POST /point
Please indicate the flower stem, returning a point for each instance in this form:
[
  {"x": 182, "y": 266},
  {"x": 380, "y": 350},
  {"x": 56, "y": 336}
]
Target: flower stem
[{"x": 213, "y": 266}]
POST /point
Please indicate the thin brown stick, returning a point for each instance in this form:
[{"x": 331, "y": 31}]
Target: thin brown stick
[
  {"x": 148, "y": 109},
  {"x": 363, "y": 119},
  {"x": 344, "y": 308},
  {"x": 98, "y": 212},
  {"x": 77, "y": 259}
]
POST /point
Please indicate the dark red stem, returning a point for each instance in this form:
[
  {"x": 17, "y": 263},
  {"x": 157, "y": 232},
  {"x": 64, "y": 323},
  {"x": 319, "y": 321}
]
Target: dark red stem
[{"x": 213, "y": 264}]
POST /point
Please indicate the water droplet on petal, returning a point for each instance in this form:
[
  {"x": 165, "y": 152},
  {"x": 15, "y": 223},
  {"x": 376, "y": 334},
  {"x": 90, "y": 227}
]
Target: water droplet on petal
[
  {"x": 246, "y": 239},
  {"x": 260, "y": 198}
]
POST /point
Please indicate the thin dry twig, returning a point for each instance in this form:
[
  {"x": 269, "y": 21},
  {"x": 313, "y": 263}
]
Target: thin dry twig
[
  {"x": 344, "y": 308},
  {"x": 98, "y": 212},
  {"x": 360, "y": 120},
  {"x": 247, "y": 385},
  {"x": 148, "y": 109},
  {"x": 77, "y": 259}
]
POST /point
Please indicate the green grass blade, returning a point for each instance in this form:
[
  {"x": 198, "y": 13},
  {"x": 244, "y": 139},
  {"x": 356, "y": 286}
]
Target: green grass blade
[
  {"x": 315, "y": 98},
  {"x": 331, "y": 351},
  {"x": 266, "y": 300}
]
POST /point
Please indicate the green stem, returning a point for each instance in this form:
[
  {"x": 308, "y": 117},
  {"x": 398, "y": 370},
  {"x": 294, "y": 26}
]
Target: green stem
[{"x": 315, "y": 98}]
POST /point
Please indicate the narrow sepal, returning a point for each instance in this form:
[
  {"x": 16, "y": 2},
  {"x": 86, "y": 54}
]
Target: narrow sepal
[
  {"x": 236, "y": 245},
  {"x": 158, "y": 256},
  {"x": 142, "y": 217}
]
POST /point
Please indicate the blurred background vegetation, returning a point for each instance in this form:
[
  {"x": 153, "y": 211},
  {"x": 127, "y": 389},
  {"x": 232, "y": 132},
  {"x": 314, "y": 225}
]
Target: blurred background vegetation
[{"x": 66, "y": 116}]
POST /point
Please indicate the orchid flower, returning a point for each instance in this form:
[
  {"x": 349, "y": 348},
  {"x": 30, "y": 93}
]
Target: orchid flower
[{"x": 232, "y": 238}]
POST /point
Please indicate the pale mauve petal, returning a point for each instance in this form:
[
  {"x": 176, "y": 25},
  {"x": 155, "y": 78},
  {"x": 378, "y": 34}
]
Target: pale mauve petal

——————————

**TASK ITEM:** Report every line containing the string "mauve" in the material.

**RESPONSE TO THE EXERCISE:**
Please indicate the pale mauve petal, returning a point for each instance in this form:
Target: pale mauve petal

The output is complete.